+++ Passage provided
Fans champion Jill Andrews at CLT’s The Evening Muse (1/8)

Somewhere in America this week, 20-year old Taylor Swift, in short dress, boots and blonde locks celebrated being Billboard’s top selling album of 2009. Friday night, Jill Andrews, in short dress, boots and blonde locks took the stage. Both women wield a guitar and a claim on country. Swift, the high fructose version forced upon us by commercialized production powers-that-be, tastes good and hooks you but slowly numbs your organs. Andrews, a natural organic nectar grown on farm soil and available sparingly, both heals and satisfies.

We’ll take the latter any day.

And while three million of America’s wallets may have chosen Swift, this night, over a hundred fans packed the tiny gem of a venue to hear Jill Andrews at The Evening Muse in Charlotte, North Carolina.

The demure Andrews tours in support of her acclaimed, excellent new self-titled EP and to establish her solo career after becoming known as one half of the now laid-to-rest band the everybodyfields. Andrews’ former collaborator and, at one time, romantic interest now lives near Charlotte and his band, Sam Quinn + Japan Ten entertained some of the same fans earlier in the week.

Though she sings some songs of her recent past, much has changed for Andrews, most notably marriage and love with husband/manager Clinton Darrah and becoming the mother of a baby boy. However, the past is never far behind. The name scratched on the top guest list Friday night? Mr. Quinn.
++++++
+++ Supplied records
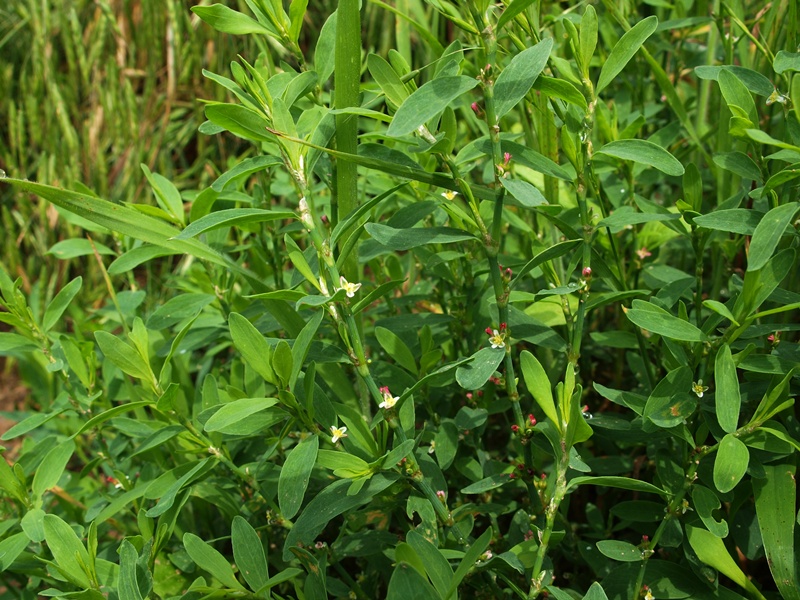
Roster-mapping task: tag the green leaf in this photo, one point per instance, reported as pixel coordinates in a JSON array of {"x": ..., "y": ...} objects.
[
  {"x": 516, "y": 79},
  {"x": 396, "y": 349},
  {"x": 173, "y": 487},
  {"x": 705, "y": 503},
  {"x": 52, "y": 467},
  {"x": 560, "y": 88},
  {"x": 484, "y": 363},
  {"x": 738, "y": 163},
  {"x": 405, "y": 239},
  {"x": 124, "y": 220},
  {"x": 232, "y": 217},
  {"x": 624, "y": 50},
  {"x": 128, "y": 584},
  {"x": 512, "y": 10},
  {"x": 68, "y": 552},
  {"x": 248, "y": 553},
  {"x": 596, "y": 592},
  {"x": 768, "y": 233},
  {"x": 427, "y": 102},
  {"x": 234, "y": 412},
  {"x": 240, "y": 121},
  {"x": 625, "y": 483},
  {"x": 254, "y": 348},
  {"x": 712, "y": 551},
  {"x": 211, "y": 560},
  {"x": 786, "y": 61},
  {"x": 776, "y": 495},
  {"x": 588, "y": 38},
  {"x": 620, "y": 550},
  {"x": 124, "y": 356},
  {"x": 167, "y": 195},
  {"x": 60, "y": 303},
  {"x": 726, "y": 383},
  {"x": 295, "y": 474},
  {"x": 653, "y": 318},
  {"x": 644, "y": 152},
  {"x": 539, "y": 386},
  {"x": 731, "y": 463},
  {"x": 436, "y": 565},
  {"x": 329, "y": 503},
  {"x": 471, "y": 556},
  {"x": 227, "y": 20},
  {"x": 408, "y": 584},
  {"x": 74, "y": 248},
  {"x": 487, "y": 483},
  {"x": 11, "y": 548},
  {"x": 736, "y": 94},
  {"x": 734, "y": 220}
]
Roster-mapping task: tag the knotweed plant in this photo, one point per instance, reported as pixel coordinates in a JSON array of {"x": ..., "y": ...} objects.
[{"x": 503, "y": 303}]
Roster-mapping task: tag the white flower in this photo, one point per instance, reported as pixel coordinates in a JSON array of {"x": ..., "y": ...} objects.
[
  {"x": 388, "y": 400},
  {"x": 349, "y": 288},
  {"x": 497, "y": 339},
  {"x": 698, "y": 388},
  {"x": 338, "y": 433}
]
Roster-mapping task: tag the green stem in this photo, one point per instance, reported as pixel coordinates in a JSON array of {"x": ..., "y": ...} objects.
[{"x": 347, "y": 78}]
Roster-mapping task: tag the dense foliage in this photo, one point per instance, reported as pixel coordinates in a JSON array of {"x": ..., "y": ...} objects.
[{"x": 499, "y": 300}]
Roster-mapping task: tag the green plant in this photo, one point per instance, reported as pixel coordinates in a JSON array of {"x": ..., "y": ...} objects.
[{"x": 529, "y": 349}]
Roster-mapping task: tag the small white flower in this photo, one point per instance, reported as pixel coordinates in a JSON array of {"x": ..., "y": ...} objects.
[
  {"x": 349, "y": 288},
  {"x": 338, "y": 433},
  {"x": 497, "y": 339},
  {"x": 388, "y": 400},
  {"x": 698, "y": 388}
]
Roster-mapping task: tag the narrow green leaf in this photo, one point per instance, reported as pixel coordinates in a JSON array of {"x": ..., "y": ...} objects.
[
  {"x": 211, "y": 560},
  {"x": 620, "y": 550},
  {"x": 776, "y": 496},
  {"x": 625, "y": 483},
  {"x": 471, "y": 556},
  {"x": 237, "y": 411},
  {"x": 712, "y": 551},
  {"x": 52, "y": 467},
  {"x": 405, "y": 239},
  {"x": 512, "y": 10},
  {"x": 329, "y": 503},
  {"x": 295, "y": 474},
  {"x": 539, "y": 386},
  {"x": 128, "y": 585},
  {"x": 624, "y": 50},
  {"x": 248, "y": 553},
  {"x": 60, "y": 303},
  {"x": 124, "y": 220},
  {"x": 644, "y": 152},
  {"x": 396, "y": 349},
  {"x": 227, "y": 20},
  {"x": 124, "y": 356},
  {"x": 726, "y": 390},
  {"x": 254, "y": 348},
  {"x": 232, "y": 217},
  {"x": 516, "y": 79},
  {"x": 588, "y": 37},
  {"x": 653, "y": 318},
  {"x": 68, "y": 551},
  {"x": 731, "y": 463},
  {"x": 768, "y": 233},
  {"x": 476, "y": 373},
  {"x": 427, "y": 102},
  {"x": 74, "y": 248}
]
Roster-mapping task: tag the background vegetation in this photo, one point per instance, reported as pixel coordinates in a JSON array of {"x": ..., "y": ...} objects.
[{"x": 421, "y": 299}]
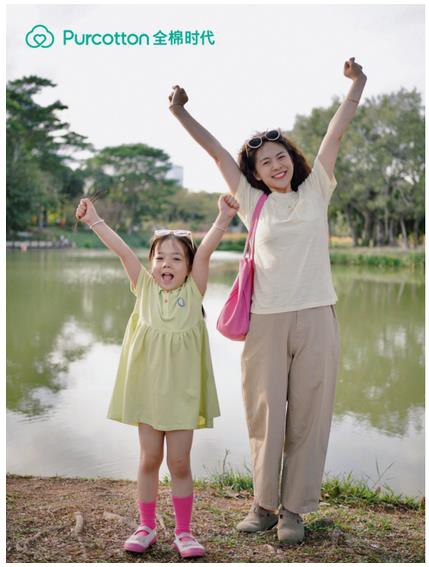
++++++
## Exercise tasks:
[1] From the concert review above, quote the part that opens with the words containing "And while three" and closes with "in the week.".
[2] Answer these questions using the concert review above:
(a) In what city and state is The Evening Muse?
(b) Jill Andrews became known as one half of which band?
(c) Whose name was on the top guest list Friday night?

## Solved tasks:
[1]
And while three million of America’s wallets may have chosen Swift, this night, over a hundred fans packed the tiny gem of a venue to hear Jill Andrews at The Evening Muse in Charlotte, North Carolina.

The demure Andrews tours in support of her acclaimed, excellent new self-titled EP and to establish her solo career after becoming known as one half of the now laid-to-rest band the everybodyfields. Andrews’ former collaborator and, at one time, romantic interest now lives near Charlotte and his band, Sam Quinn + Japan Ten entertained some of the same fans earlier in the week.

[2]
(a) Charlotte, North Carolina
(b) the everybodyfields
(c) Mr. Quinn